Detection annotation records
* * * * * * *

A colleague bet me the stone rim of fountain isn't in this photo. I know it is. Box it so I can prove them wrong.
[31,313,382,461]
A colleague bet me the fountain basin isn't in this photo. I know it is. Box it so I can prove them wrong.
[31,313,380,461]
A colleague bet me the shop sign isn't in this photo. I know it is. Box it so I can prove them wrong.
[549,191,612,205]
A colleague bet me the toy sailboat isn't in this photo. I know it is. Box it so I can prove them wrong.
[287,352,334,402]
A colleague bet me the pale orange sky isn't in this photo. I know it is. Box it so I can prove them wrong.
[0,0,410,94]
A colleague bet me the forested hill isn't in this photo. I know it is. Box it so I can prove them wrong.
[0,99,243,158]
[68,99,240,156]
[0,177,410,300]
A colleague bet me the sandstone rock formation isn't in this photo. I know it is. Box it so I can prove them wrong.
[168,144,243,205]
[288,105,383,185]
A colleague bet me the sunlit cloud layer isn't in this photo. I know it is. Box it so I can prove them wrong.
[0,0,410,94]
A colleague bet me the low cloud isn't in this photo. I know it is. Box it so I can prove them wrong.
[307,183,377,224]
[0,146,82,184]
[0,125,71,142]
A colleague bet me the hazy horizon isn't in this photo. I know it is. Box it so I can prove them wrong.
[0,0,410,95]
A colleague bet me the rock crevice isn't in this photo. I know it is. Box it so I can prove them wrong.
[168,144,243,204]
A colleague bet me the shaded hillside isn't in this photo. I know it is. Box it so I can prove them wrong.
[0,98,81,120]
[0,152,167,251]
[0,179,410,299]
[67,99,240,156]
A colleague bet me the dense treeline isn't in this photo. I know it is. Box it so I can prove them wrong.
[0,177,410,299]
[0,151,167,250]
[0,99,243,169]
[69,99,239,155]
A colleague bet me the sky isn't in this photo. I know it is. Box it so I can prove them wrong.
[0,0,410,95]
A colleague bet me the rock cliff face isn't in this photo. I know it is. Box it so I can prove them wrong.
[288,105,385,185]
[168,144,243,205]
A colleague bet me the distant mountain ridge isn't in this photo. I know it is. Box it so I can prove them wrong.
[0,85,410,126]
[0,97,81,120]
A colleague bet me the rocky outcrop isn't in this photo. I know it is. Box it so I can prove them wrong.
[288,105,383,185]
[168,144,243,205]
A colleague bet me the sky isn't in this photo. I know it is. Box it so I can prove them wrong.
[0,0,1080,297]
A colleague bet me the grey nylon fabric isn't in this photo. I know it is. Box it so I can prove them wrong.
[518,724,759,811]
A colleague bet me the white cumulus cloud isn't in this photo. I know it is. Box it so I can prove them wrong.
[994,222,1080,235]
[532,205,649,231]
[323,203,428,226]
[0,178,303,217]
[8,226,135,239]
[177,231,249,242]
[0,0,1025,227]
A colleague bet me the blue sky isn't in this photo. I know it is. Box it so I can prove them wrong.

* * * * * * *

__To be done__.
Arrange the items above as a numbered list and leave out any blank lines.

__Exercise answer__.
1. A colleague bet me the stone rim of fountain isn't in this photo. I know it is. Box it so I can prove them wrong.
2. [31,313,382,461]
3. A colleague bet me the fountain basin isn't in this photo. I know it is. Box it so I can prove them wrong.
4. [31,313,380,461]
5. A colleague bet me the shop sign isn't in this photo. I know it is. Box it so I can prove them wrong.
6. [549,191,612,205]
7. A colleague bet me the toy sailboat isn't in this photo. I know it is. Box it so I can prove them wrong.
8. [287,352,334,402]
9. A colleague bet me the pale orange sky isn't in this photo. I know it is. Box it so I can prove them wrong.
10. [0,0,410,94]
11. A colleague bet me the forested hill isn't in this photo. I know it is. Box it so I can prove them wrong.
12. [0,99,243,158]
13. [68,99,240,156]
14. [0,177,410,300]
15. A colleague bet me the sandstone rock formation isn't in this photo. I know it is. Box it so I can prove them wrong.
16. [168,144,243,205]
17. [288,105,383,185]
18. A colleague bet me the sunlit cloud layer isn't in this photo. I know it is. Box it so I can prove them wrong.
19. [0,0,410,94]
20. A colleague bet me the low cloud isn't in this photo. I know it is. Box it so I can prove them wrong.
21. [307,183,377,224]
22. [0,146,82,184]
23. [0,125,71,142]
24. A colleague bet me the hazy horizon isn't in this photo. I know it is. Box it so I can prove them wrong.
25. [0,0,410,95]
26. A colleague bet me the rock crevice isn't in this photo. I know it is. Box it so I can prove them wrong.
27. [168,144,243,204]
28. A colleague bet me the shaded hillside isn't in this photo. I know it is. Box it so I can prove them wrong.
29. [0,98,81,120]
30. [0,152,167,251]
31. [0,179,410,299]
32. [67,99,240,156]
33. A colleague bet me the dense treeline isn't in this photo. I know it is. Box it so I can prove them wrong.
34. [0,177,410,299]
35. [0,151,167,250]
36. [0,99,243,169]
37. [69,99,239,155]
38. A colleague bet me the sky isn't in this photo. I know it is. Box it so I can prove them wrong.
39. [0,0,410,95]
40. A colleague bet me the rock cliff face isn't in this photo. I know it is. Box it so I can prove them wrong.
41. [288,105,385,185]
42. [168,144,243,205]
43. A colleague bet me the distant mountain ridge isn't in this photo. I know it is. Box it so I can prove them wrong.
44. [0,85,410,126]
45. [0,97,81,120]
46. A colleague bet me the rocky outcrop isn't in this photo. I know it is. Box it so I can prove them wrong.
47. [288,105,383,185]
48. [168,144,243,205]
49. A colleague bet me the sky isn't in this photo. I know it is. Box it so I can prove them wrong.
50. [0,0,1080,297]
51. A colleague bet me the grey nylon fabric isn't in this photo. I know it is. Box it so I can prove them wrong.
52. [518,724,759,811]
53. A colleague bet me the white cumulus cloud isn't in this photo. I know it is. Box it so I can prove them wrong.
54. [994,222,1080,235]
55. [532,205,649,231]
56. [323,203,428,226]
57. [0,178,303,217]
58. [8,226,135,239]
59. [177,231,249,242]
60. [0,0,1025,227]
61. A colleague bet me the blue sky isn't in this photo. I know it is. Box it so I can prove them wrong.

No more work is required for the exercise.